**SET EXERCISE 1:**
Which people does the article on the rail car shortage below name?

Category Archives: News

B.C. forest companies can’t get enough rail cars to ship products to customers

B.C. forest companies can’t get enough rail cars to ship products to customers.

VANCOUVER – B.C. forest companies say they can no longer get enough rail cars to move their products to market at a time when the U.S. housing market is going through a major recovery.

U.S. housing starts topped one million in March on a seasonally adjusted rate, more than double the low point hit during the recession, prompting a run on rail cars that Canadian mills use to get their wood products to market. It’s not just lumber that’s being affected. Oriented strand board, plywood and even pulp inventories are building at the mills, forcing companies to turn to trucks – which are also in short supply.

“If you had a pickup truck, we would use it,” Bob Hayes, transportation vice-president at Canfor Corp. said Tuesday.

Earlier this year, Canfor came within four hours of shutting down a pulp mill because of a rail car shortage. Pulp production is also up and because it is perishable, it cannot be stored outside, Hayes said. Canfor has erected a big-top style tent at one of its Prince George pulp mills to store inventory but so far hasn’t had to use it.

However, the rail car crunch is adding to costs, from additional trucking to causing ships to be delayed in port, he said.

“We were trucking this week from Prince George to Squamish terminal. We have never done that before. We had to find emergency trucks this weekend to go from Prince George to Squamish to keep the product flowing to the vessels and to keep the warehouses from overflowing,” Hayes said.

“I think transportation and the lack thereof, is going to be the biggest challenge for B.C. forest products companies to get their product to market in 2013 and beyond. Usually economics will drive solutions, but right now, that solution is to constrain the industry.”

Catherine Cobden, executive vice-president of the Forest Products Association of Canada, said the rail car shortage is systemic, with both CN and CP unable to deliver enough cars to meet growing demand.

“It’s very disappointing at a time when markets are rebounding and we are gearing up to support and supply, not just our traditional markets but our growing emerging markets,” she said.

“Our members are saying in some cases they are only getting half the cars they need to service their marketplace. Obviously this is a very difficult and untenable position for us.”

U.S. housing starts reached 1.036 million units in March on a seasonally adjusted rate, seven per cent higher than February and 46.7 per cent above March 2012, according to the U.S. lumber publication Random Lengths. March’s rate was the highest since 2008. The 2013 forecast had been for from 885,000 to 985,000 starts.

Doug Routledge, acting president of the B.C. Council of Forest Industries, said B.C. sawmills have responded by returning to two shifts. Employment in the forest industry has climbed marginally, from 51,490 direct jobs in 2009 to 56,340 in 2012, according to Statistics Canada.

“Most mills are back on a two-shift capacity which would be equivalent to normal production levels. A few mills, not many, have added in a graveyard shift. But it’s being buffered by transportation issues – not just railcars – where people are not able to get rid of finished inventory. That is buffering the ability to put on that third shift here and there,” Routledge said.

**SET EXERCISE 2:**
Could you return, unchanged, the lines of the listing below, from its first line through the line containing "left=324, top=699, right=1160, bottom=924", including both?

**LISTED RECORDS:**
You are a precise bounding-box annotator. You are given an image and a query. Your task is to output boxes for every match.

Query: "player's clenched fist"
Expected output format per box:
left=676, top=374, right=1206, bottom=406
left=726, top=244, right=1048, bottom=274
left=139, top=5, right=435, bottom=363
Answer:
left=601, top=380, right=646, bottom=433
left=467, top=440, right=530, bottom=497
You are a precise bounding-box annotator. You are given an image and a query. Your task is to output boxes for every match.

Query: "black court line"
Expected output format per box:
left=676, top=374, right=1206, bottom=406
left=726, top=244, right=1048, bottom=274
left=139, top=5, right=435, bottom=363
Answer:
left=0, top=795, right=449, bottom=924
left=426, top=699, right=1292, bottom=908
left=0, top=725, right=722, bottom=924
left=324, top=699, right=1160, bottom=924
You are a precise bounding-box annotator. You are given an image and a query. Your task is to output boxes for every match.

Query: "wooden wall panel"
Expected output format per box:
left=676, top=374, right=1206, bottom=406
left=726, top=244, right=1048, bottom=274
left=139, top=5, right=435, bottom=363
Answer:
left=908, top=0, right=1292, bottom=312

**COMPLETE OUTPUT 1:**
Bob Hayes, Catherine Cobden, Doug Routledge

**COMPLETE OUTPUT 2:**
You are a precise bounding-box annotator. You are given an image and a query. Your task is to output boxes for every match.

Query: "player's clenched fist"
Expected output format per box:
left=676, top=374, right=1206, bottom=406
left=726, top=244, right=1048, bottom=274
left=139, top=5, right=435, bottom=363
Answer:
left=601, top=380, right=646, bottom=433
left=467, top=440, right=530, bottom=497
You are a precise bounding-box annotator. You are given an image and a query. Your task is to output boxes for every match.

Query: "black court line"
Expected output format per box:
left=676, top=374, right=1206, bottom=406
left=726, top=244, right=1048, bottom=274
left=139, top=5, right=435, bottom=363
Answer:
left=0, top=795, right=449, bottom=924
left=426, top=699, right=1292, bottom=908
left=0, top=725, right=722, bottom=924
left=324, top=699, right=1160, bottom=924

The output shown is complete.